------ Trecho do documento ------

A única ação federal efetiva relacionada à Covid-19 voltada às escolas de educação básica foi o remanejamento de R$ 672 milhões para um programa que transfere dinheiro às unidades educacionais, o chamado PDDE (Programa Dinheiro Direto na Escola). Como comparação, esse montante não chega 15% do recurso que a educação básica perdeu no ano passado na comparação com o ano anterior.
Estados e municípios concentram as matrículas da educação básica, mas a União, com maior capacidade de arrecadação, tem a obrigação de dar suporte técnico e financeiro.
A pasta também não ofereceu uma plataforma de conteúdos ou financiou a conexão de alunos pobres (com exceção de projeto voltado a estudantes de universidades e institutos federais).
"Um dos possíveis motivos para o saldo negativo na educação básica", diz o relatório, "foi a ausência de créditos extraordinários destinados especificamente para as redes de ensino enfrentarem os efeitos da pandemia".
Em 2020, o governo retirou R$ 1,4 bilhão do MEC para financiar obras federais gerenciadas por outras pastas. Como a Folha mostrou, o impacto maior da medida foi na educação básica e ensino profissional.
A presidente do Todos Pela Educação, Priscila Cruz, diz que, além da ausência durante a pandemia do coronavírus, houve um prejuízo em políticas estruturantes. Ela cita o esvaziamento de apoio à expansão de escolas de tempo integral, à reforma do ensino médio e à implementação da Base Nacional Comum Curricular.
"Continuidade não é capricho, é exigência para que os resultados aconteçam", diz. "Esse tipo de ruptura é como um efeito dominó para trás. Somado à pandemia, o governo está provocando uma tempestade perfeita para a educação básica."
Para Cruz, uma mudança na configuração de lideranças do ministério possibilitaria condições de melhorar o quadro.

------ Dados armazenados ------

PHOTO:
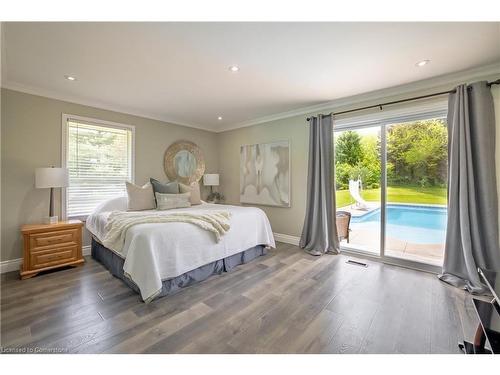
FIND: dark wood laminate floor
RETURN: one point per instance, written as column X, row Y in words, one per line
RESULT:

------
------ Dados armazenados ------

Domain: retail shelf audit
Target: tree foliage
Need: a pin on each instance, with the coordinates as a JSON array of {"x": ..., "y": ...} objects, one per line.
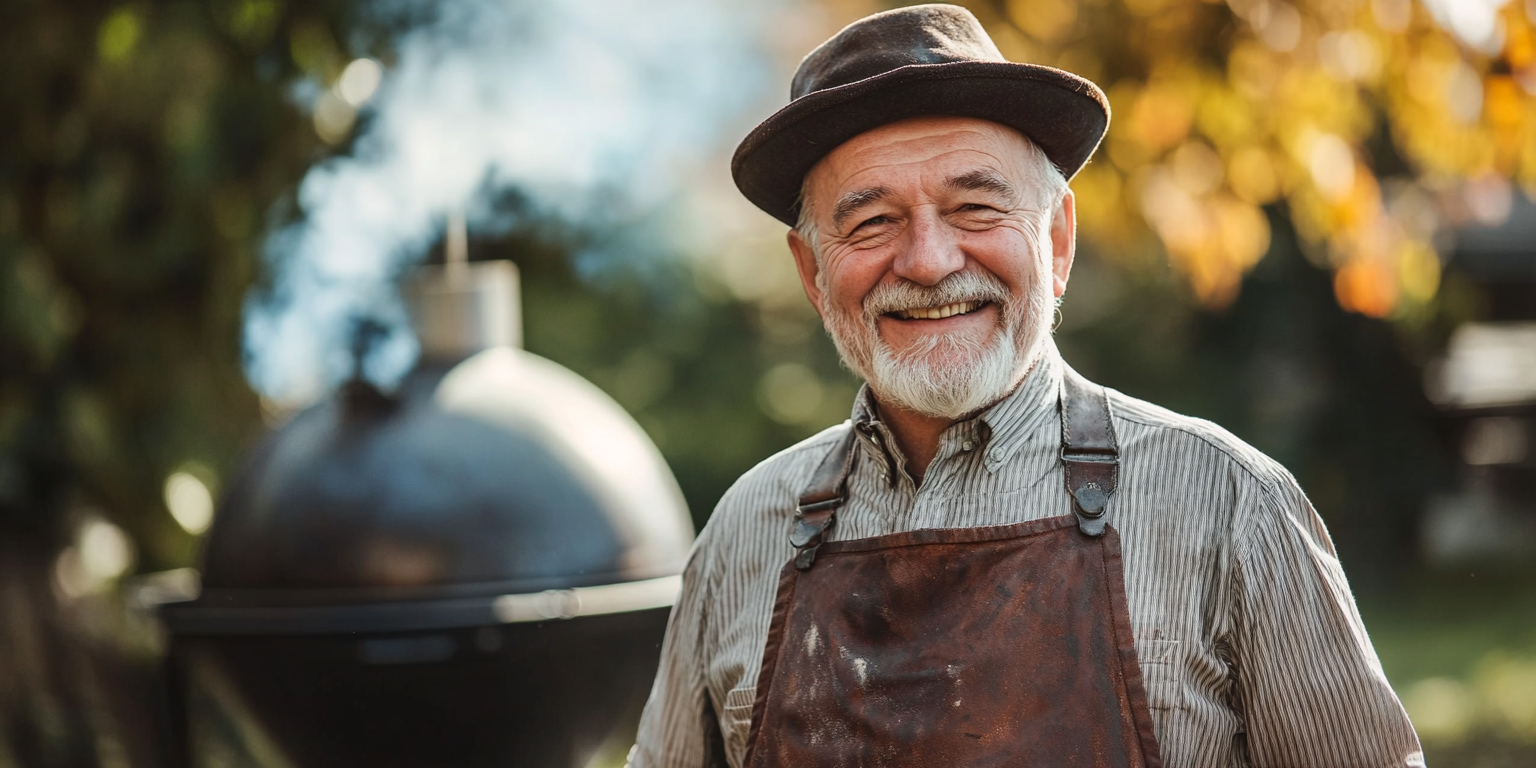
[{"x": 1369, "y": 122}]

------
------ Dados armazenados ------

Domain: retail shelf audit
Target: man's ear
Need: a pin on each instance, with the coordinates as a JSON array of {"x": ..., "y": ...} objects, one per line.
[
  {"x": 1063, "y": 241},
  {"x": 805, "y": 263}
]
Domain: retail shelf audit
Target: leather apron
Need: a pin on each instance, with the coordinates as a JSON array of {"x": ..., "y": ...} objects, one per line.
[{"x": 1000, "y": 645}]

------

Enunciado 1:
Responda com base no trecho sobre a educação básica:
(a) Que valor foi remanejado para o PDDE?
(b) Quanto o governo retirou do MEC em 2020 para financiar obras federais?
(c) Quem preside o Todos Pela Educação?
Enunciado 2: Prolongue o trecho sobre a educação básica a partir da última frase apresentada.

Resposta final 1:
(a) R$ 672 milhões.
(b) R$ 1,4 bilhão.
(c) Priscila Cruz.

Resposta final 2:
"É um misto de omissão, inépcia, completo descaso, e que vem acompanhado de outra observação", diz. "Os esforços do MEC não estão voltados para a melhoria da educação básica, mas para o uso ideológico da máquina estatal naquilo que chamam de 'revolução cultural'."
O filho do presidente e deputado Eduardo Bolsonaro (PSL-SP) chegou a ressaltar que o principal papel do ex-ministro Abraham Weintraub era o de líder nesse combate contra temas considerados de esquerda.
Weintraub acumulou polêmicas ideológicas -o que já havia sido a marca de seu antecessor no governo, Ricardo Vélez Rodriguez.
Figuram com destaque na agenda do MEC a expansão de escolas cívico-militares, modelo questionado e ainda com baixo impacto na etapa como um todo, a educação domiciliar e, no ensino superior, tentativas de reduzir a autonomia das universidades federais na escolha dos reitores.
O Inep (Instituto Nacional de Estudos e Pesquisas Educacionais), ligado ao MEC, constituiu em 2019 uma comissão para fazer uma triagem ideológica de questões do Enem. As duas edições do exame sob Bolsonaro ignoraram a ditadura militar em suas questões, o que não acontecia desde 2009.
Questões censuradas nunca foram divulgadas, mas parecer da comissão mostra que foi sugerido a troca do termo "ditadura" por "regime militar" em um item da área de Linguagens. O parecer foi divulgado pelo jornal O Globo e confirmado pela Folha.
O MEC lançou neste mês, já com Milton Ribeiro como titular da pasta, um novo edital para a aquisição de livros didáticos em que retira como critério de exclusão de obras aquelas que não contemplarem a "agenda da não violência contra a mulher" e a temática de gênero igualitária, "inclusive no que diz respeito à homo e transfobia". Esses critérios de exclusão estavam na última versão do edital, de 2019.
O atual, também voltado aos anos iniciais do ensino fundamental, não trata da questão de gênero e só fala de forma genérica em respeito a todos os brasileiros, "homens e mulheres" de diferentes matrizes culturais. Além disso, o desrespeito a esses princípios não é mais passível de desclassificação.
O MEC e o Inep também não responderam os questionamentos da reportagem sobre o Enem e o edital do PNLD (Programa Nacional do Livro Didático).